*Exercise requirements*. Would you pull out every line of the material that contains the string "below"?
═══ Data to examine
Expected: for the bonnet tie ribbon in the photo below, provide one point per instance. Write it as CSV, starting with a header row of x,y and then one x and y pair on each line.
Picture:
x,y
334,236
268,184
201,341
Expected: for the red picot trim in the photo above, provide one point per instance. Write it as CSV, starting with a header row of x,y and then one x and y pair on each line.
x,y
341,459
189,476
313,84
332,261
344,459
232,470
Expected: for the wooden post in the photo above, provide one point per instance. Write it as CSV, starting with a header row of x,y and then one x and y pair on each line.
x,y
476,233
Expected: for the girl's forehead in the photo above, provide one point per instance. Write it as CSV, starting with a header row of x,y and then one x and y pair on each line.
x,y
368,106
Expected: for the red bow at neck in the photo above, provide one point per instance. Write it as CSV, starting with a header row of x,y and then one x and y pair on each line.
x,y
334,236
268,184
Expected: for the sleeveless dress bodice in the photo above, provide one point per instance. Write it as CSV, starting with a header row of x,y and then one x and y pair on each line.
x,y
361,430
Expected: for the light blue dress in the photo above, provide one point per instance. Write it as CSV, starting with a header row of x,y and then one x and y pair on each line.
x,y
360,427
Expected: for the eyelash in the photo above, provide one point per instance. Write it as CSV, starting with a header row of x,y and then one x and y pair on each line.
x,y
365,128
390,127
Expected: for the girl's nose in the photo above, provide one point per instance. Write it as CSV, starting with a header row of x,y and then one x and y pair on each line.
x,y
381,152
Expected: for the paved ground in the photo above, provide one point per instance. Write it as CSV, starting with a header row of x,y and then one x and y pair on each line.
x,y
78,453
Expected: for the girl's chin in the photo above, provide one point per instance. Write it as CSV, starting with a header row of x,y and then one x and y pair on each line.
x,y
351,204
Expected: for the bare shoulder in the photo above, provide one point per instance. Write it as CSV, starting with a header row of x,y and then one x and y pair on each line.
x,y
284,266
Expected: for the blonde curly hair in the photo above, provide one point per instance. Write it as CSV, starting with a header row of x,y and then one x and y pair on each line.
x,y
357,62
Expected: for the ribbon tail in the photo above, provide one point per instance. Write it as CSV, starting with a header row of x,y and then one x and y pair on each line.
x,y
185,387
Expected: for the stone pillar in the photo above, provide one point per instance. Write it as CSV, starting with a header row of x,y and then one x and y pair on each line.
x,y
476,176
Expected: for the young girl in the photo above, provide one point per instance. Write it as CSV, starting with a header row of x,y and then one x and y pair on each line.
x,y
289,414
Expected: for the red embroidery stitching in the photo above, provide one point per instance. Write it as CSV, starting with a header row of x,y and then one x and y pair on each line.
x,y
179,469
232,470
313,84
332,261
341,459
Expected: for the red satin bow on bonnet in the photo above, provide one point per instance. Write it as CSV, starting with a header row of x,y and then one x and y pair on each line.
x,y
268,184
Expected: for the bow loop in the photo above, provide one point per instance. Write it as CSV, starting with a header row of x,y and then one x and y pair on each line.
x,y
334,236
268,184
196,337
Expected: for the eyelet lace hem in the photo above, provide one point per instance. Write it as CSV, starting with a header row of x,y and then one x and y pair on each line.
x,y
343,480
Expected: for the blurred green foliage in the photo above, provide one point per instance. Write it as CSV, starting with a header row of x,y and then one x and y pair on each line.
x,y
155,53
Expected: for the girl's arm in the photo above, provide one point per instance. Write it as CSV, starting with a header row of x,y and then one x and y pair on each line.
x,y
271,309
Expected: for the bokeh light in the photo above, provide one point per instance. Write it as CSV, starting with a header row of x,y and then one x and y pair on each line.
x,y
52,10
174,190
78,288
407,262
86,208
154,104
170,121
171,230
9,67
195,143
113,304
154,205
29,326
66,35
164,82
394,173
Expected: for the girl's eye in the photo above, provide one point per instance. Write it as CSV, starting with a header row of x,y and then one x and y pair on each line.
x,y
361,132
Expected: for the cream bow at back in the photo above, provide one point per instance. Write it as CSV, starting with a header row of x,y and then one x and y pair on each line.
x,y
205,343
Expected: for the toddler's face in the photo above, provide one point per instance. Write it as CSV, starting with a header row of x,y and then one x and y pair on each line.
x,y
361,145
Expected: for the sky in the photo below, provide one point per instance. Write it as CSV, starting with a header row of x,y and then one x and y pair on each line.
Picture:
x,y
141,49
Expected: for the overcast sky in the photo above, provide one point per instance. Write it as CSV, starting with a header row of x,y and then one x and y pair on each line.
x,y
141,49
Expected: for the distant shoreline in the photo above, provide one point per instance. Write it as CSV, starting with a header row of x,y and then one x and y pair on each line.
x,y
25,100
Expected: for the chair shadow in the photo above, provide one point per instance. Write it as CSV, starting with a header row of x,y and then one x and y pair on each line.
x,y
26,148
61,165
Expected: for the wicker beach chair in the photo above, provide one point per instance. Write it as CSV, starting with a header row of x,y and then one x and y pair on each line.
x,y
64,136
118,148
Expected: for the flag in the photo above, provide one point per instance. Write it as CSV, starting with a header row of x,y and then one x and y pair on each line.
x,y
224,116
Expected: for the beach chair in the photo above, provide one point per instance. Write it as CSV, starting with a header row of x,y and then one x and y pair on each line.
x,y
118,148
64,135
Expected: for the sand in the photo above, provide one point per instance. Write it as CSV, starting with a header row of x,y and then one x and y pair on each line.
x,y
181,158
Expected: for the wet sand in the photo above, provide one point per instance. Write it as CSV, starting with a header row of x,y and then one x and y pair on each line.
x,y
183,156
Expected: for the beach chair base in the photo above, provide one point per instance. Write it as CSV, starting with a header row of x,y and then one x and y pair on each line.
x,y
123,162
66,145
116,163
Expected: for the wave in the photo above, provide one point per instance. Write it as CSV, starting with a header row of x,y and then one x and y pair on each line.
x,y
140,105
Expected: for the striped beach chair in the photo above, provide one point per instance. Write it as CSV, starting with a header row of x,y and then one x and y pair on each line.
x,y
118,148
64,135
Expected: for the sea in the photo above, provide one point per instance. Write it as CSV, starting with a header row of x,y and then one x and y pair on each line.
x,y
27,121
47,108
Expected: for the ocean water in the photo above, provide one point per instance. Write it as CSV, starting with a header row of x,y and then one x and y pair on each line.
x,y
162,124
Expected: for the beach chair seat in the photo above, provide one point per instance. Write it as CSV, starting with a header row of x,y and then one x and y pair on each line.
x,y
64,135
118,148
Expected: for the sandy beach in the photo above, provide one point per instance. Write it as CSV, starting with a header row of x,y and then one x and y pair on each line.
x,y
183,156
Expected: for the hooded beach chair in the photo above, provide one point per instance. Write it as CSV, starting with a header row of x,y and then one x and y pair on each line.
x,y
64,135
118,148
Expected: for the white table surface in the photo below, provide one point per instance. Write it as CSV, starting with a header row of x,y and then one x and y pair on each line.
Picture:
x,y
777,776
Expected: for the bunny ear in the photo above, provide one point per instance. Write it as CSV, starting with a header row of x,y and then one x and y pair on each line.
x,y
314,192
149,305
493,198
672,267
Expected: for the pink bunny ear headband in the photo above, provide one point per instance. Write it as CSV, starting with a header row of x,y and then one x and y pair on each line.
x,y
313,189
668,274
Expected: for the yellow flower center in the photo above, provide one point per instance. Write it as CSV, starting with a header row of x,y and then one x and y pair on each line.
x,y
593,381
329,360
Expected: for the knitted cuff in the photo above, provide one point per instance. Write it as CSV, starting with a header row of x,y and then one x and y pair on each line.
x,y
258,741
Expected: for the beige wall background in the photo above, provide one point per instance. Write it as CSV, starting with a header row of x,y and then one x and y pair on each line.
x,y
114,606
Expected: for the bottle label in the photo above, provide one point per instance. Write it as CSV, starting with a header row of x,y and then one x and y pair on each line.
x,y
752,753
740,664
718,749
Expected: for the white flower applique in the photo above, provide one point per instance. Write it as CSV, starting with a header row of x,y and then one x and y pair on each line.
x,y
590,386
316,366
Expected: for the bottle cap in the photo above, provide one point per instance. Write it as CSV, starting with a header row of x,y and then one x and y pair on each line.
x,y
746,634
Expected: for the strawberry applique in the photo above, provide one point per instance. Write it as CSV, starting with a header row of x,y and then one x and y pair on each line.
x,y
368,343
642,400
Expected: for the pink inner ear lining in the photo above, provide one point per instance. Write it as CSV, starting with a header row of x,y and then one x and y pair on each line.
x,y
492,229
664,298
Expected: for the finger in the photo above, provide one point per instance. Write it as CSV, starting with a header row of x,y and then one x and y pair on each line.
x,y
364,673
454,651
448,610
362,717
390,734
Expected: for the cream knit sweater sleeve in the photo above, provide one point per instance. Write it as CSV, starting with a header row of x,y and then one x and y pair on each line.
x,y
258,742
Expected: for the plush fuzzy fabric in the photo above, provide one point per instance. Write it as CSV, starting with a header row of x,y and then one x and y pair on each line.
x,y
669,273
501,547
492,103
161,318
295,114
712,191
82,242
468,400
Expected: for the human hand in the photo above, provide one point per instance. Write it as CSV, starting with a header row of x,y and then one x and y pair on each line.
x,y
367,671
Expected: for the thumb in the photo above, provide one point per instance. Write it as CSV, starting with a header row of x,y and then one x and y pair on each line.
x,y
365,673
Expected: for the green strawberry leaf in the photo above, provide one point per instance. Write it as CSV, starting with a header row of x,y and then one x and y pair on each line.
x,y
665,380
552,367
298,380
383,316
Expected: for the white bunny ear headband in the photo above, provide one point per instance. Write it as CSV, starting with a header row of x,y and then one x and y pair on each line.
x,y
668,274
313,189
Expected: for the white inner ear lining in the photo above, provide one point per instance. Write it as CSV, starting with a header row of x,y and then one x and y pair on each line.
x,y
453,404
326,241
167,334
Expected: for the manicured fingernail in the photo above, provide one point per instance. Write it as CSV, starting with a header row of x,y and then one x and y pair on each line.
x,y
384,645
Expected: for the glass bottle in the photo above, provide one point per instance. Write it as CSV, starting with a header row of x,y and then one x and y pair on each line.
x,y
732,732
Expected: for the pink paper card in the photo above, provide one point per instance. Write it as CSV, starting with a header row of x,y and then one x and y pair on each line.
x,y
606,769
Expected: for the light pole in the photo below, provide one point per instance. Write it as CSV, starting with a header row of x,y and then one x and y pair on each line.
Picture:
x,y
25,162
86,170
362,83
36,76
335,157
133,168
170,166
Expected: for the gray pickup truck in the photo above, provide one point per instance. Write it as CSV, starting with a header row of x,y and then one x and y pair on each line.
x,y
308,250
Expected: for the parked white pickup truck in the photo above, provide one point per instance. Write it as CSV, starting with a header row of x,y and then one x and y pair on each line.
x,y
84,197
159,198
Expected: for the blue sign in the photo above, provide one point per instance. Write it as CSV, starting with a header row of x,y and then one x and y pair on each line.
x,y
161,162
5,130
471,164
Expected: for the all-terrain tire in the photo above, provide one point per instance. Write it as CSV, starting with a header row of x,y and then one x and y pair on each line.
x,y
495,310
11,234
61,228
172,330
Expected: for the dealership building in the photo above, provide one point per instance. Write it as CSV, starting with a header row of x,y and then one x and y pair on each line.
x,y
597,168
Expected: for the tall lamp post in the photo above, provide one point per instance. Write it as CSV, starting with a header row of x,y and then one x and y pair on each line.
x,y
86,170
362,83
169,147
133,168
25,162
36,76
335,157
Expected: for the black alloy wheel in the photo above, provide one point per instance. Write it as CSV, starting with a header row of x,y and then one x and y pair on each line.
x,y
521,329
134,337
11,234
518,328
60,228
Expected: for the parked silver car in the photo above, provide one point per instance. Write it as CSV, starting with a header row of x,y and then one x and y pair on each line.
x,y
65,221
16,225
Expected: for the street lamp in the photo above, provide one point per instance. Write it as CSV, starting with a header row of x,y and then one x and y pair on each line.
══════
*Written reply*.
Expected: for the bonnet tie ribbon in the photo below, provide one point per instance. Write it as CSV, starting with a header row of x,y and then one x and y pair on each line.
Expected: for the sky in the photo below, provide one point per instance. Write it as CSV, starting with a header row of x,y and then one x and y pair on each line.
Expected: for the white table surface in the photo below, provide one point per instance. Write it as CSV, starting with a header row of x,y and then one x and y pair on each line.
Expected: for the light pole in the photo below, provide one point per instance. Write it as CSV, starting with a header row of x,y and then one x and y pair on each line.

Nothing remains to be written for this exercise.